##### Vorliegender Text

Erwin Kessler war wohl der bekannteste Schweizer Tierschützer der vergangenen Jahrzehnte und wahrscheinlich auch einer der bedeutendsten. Dieser Tage jährt sich der Tag seines Todes. Ein guter Zeitpunkt, sich seiner zu erinnern.
Doktor Erwin Kessler, geboren 1944 in Kanton Thurgau, war von Beruf Bauingenieur. Nach dem zweiten Weltkrieg gab es von der Öffentlichkeit kaum bemerkt einen Wandel in der Vieh Wirtschaft vom idyllischen Bauernhof (der in der Praxis, oft gar nicht so idyllisch war) zur Tierfabrik.
Erst in den 60er Jahren des vergangenen Jahrhunderts rückte Ruth Harrison mit ihrem Buch Tierfabriken das Scheinwerferlicht auf die Veränderung. Allerdings weitgehend ohne Resonanz. Kessler, von der tragischen Situation vieler Nutztiere berührt, versuchte in den achtziger Jahren die etablierten Tierschutzvereine für das Thema zu interessieren. Von deren Gleichgültigkeit enttäuscht gründete er 1989 selbst einen Tierschutzverein, dem Verein gegen Tierfabriken. (Nicht zu verwechseln mit dem gleichnamigen österreichischen Verein gegen Tierfabriken – VGT). Von vermögenden Tier Freunden unterstützt gewann der Verein bald an Bedeutung.
Zu den Arbeitsmethoden des Vereins: Erkundung krasser Tierquälerei in Großbetrieben, filmische oder fotografische Dokumentation, Veröffentlichung und Aufforderung an die Behörden einzugreifen, notfalls Anprangerung Behördlicher Untätigkeit. Eine der ersten Aktionen war 1992 die Verteilung von Flugblättern in Lichtenstein, gerichtet gegen eine Österreich gelegene fürstliche Schweinefabrik mit etwa 10.000 Masttieren. Das wurde von der Polizei verboten. Da regnete es Flugblätter vom Himmel.

##########

_Aufgaben_
1. Welchen Beruf hatte Erwin Kessler laut dem Text über ihn?
2. Gib aus dem Text über Erwin Kessler den Abschnitt wortgetreu aus: Beginne bei den Worten „Erst in den“ und höre nach den Worten „bald an Bedeutung.“ auf.
3. Führe den Text über Erwin Kessler dort weiter, wo er endet.
Die Auflistung stammt aus einer anderen Quelle als der Text über Erwin Kessler.

##### Angezeigte Informationen

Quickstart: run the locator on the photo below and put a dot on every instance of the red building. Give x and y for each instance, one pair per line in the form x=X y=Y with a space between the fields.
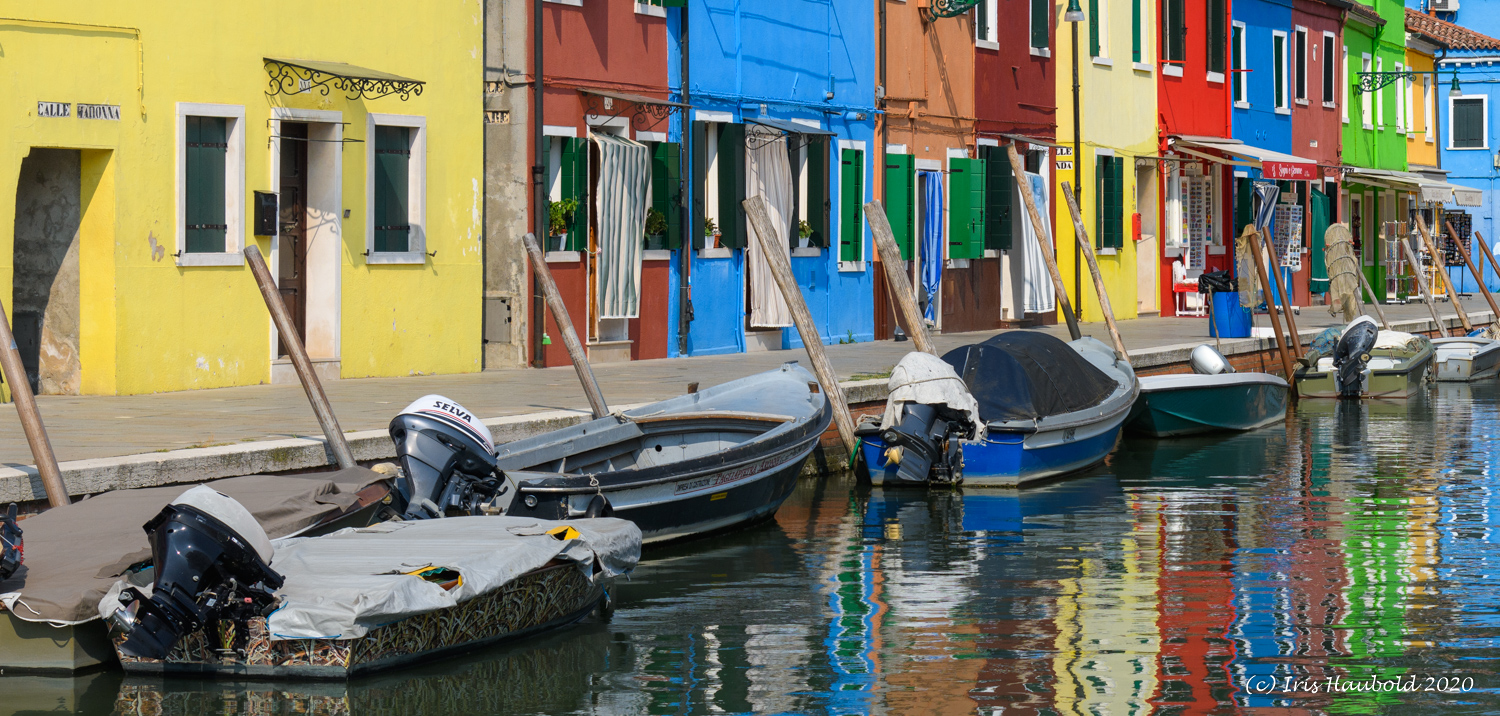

##########

_Antworten_
1. Bauingenieur

2.
Erst in den 60er Jahren des vergangenen Jahrhunderts rückte Ruth Harrison mit ihrem Buch Tierfabriken das Scheinwerferlicht auf die Veränderung. Allerdings weitgehend ohne Resonanz. Kessler, von der tragischen Situation vieler Nutztiere berührt, versuchte in den achtziger Jahren die etablierten Tierschutzvereine für das Thema zu interessieren. Von deren Gleichgültigkeit enttäuscht gründete er 1989 selbst einen Tierschutzverein, dem Verein gegen Tierfabriken. (Nicht zu verwechseln mit dem gleichnamigen österreichischen Verein gegen Tierfabriken – VGT). Von vermögenden Tier Freunden unterstützt gewann der Verein bald an Bedeutung.

3.
Kein Wunder dass der Verein bei Tierfabrikanten und der Obrigkeit Missfallen erregte. Die radikale und wenig diplomatische Vorgangsweiße Kesslers und oft herbe Wortwahl führte zu manchen Gerichtsverfahren. Zum Beispiel als sein Verein ein Millionenpublikum mit einer Postwurfsendung erreichen wollte, weigerte sich die Schweizer Post. Kessler klagte. Den Streit entschied erst der europäische Gerichtshof für Menschenrechte zu seinen Gunsten.
Der radikale Tierfreund erkannte bald, dass die Anprangerung von Tierquälerei und Tierfabriken nicht genügte. So begann er bald auch den Vegetarismus zu propagieren. Beispielsweise versuchte er einen kleinen Werbespot „Esst weniger Fleisch“ gegen gutes Geld im Schweizer Fernsehen zu platzieren. Die öffentlich-rechtliche Institution weigerte sich. Wieder musste Kessler klagen und gewann schließlich beim europäischen Gerichtshof für Menschenrechte. Es brauchte 16 Jahre bis das Filmchen im Fernsehen erschienen.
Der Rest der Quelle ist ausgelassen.